Written instruction: Begin at the line that contains "drop a dot on the green shrub" and repeat every line from there to the end of the records below, inclusive, without adding any other line.

[Pointing and labeling entries]
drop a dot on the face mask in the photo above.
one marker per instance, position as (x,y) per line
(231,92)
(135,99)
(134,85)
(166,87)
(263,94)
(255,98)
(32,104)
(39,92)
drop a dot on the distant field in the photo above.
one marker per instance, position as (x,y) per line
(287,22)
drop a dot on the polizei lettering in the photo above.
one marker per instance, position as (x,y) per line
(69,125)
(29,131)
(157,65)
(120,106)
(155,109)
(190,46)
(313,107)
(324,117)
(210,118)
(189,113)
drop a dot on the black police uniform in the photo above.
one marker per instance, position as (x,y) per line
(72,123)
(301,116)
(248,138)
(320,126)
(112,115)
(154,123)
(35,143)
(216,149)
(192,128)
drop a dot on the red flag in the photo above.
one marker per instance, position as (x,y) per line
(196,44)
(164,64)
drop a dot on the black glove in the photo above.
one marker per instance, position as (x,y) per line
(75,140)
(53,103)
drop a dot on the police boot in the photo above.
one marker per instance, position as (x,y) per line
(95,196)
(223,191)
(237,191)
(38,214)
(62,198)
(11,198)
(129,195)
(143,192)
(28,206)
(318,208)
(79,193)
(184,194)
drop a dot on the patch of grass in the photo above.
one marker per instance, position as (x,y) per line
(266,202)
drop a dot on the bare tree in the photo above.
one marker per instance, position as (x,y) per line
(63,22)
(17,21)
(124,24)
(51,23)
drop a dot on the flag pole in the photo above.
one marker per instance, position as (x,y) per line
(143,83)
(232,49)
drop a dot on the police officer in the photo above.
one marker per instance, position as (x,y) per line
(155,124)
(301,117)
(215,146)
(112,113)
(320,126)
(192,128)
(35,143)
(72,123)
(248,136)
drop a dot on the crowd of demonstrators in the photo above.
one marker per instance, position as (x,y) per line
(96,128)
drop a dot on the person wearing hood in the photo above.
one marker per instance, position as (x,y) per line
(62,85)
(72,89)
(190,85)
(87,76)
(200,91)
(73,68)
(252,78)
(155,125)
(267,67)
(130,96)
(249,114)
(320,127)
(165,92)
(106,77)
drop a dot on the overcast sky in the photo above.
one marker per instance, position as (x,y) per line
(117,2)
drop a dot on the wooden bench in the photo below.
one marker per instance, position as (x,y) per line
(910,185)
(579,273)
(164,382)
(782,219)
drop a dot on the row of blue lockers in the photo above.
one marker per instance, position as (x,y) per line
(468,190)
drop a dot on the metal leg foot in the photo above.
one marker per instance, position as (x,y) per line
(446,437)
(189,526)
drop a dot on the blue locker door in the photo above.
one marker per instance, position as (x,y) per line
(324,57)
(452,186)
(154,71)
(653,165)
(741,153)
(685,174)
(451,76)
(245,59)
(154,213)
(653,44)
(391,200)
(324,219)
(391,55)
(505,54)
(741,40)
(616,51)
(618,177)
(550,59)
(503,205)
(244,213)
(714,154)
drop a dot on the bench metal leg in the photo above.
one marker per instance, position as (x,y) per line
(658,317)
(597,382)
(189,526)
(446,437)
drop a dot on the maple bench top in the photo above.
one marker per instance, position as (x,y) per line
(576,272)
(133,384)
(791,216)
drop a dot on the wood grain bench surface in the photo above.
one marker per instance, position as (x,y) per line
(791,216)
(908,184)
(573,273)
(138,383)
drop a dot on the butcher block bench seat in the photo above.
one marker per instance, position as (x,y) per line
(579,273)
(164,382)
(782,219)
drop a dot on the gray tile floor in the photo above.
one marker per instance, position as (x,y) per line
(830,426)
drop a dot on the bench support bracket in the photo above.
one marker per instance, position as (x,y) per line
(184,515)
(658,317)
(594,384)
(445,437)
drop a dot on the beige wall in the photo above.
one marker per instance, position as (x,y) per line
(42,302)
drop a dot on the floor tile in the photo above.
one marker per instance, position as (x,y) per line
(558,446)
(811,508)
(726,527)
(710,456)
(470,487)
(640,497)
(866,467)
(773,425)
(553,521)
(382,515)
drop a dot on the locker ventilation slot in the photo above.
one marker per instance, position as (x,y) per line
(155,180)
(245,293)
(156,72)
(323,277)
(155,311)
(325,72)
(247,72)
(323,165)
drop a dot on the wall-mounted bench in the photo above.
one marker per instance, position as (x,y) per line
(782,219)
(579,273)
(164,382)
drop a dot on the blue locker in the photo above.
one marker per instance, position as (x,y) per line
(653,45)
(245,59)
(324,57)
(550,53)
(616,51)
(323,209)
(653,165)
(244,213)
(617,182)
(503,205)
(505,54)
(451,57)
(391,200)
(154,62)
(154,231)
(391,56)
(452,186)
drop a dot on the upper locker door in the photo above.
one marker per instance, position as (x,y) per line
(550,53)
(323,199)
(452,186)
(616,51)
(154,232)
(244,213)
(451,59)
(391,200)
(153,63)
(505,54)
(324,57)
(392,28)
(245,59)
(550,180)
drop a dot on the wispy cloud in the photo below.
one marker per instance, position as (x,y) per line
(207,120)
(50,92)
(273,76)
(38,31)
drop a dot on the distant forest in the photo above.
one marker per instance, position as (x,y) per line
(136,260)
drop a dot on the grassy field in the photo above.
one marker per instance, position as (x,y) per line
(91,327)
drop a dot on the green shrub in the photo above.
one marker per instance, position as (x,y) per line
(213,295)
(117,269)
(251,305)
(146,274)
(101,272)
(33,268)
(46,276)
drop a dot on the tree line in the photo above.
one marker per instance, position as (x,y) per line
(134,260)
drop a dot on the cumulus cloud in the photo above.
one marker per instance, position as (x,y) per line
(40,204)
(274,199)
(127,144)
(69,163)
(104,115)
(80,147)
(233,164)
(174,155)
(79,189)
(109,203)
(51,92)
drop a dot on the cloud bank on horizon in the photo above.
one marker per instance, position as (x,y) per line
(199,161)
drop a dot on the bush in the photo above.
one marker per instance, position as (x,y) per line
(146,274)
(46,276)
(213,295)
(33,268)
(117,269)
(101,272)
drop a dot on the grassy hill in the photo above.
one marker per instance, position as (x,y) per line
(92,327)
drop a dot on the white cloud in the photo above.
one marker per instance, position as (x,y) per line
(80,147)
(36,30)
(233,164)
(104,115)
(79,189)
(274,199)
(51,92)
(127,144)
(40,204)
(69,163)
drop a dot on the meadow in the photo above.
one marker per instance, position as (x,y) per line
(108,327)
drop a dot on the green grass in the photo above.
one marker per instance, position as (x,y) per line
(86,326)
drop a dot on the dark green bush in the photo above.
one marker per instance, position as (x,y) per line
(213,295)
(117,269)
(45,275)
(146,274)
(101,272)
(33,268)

Output for this task:
drop a dot on the green shrub in the photo above.
one marker per instance, position as (x,y) per line
(213,295)
(117,269)
(251,305)
(146,274)
(101,272)
(33,268)
(46,276)
drop a dot on the tree line in the photo above.
one marker per instance, position as (x,y) per line
(134,260)
drop a dot on the cumulus cloud in the photo above.
one marker per instance, position as (x,y) per line
(40,204)
(274,199)
(127,144)
(69,163)
(104,115)
(80,147)
(233,164)
(174,155)
(79,189)
(109,203)
(51,92)
drop a dot on the cloud bank on horizon in the photo above.
one marker per instance, position as (x,y) per line
(199,161)
drop a dot on the bush in the photo above.
one marker per instance, position as (x,y) per line
(146,274)
(46,276)
(213,295)
(33,268)
(117,269)
(101,272)
drop a dot on the grassy hill in the photo above.
one marker per instance, position as (x,y) per line
(92,327)
drop a dot on the white cloud in the photo above.
one marker per instance, position as (x,y) per line
(80,147)
(36,30)
(233,164)
(104,115)
(79,189)
(274,199)
(51,92)
(127,144)
(40,204)
(69,163)
drop a dot on the meadow in the photo above.
one marker per instance, position as (x,y) per line
(108,327)
drop a dot on the green grass in the photo above.
one marker per instance, position as (x,y) per line
(86,326)
drop a dot on the dark green bush in the photo above.
one marker per instance, position as (x,y) per line
(213,295)
(117,269)
(45,275)
(146,274)
(101,272)
(33,268)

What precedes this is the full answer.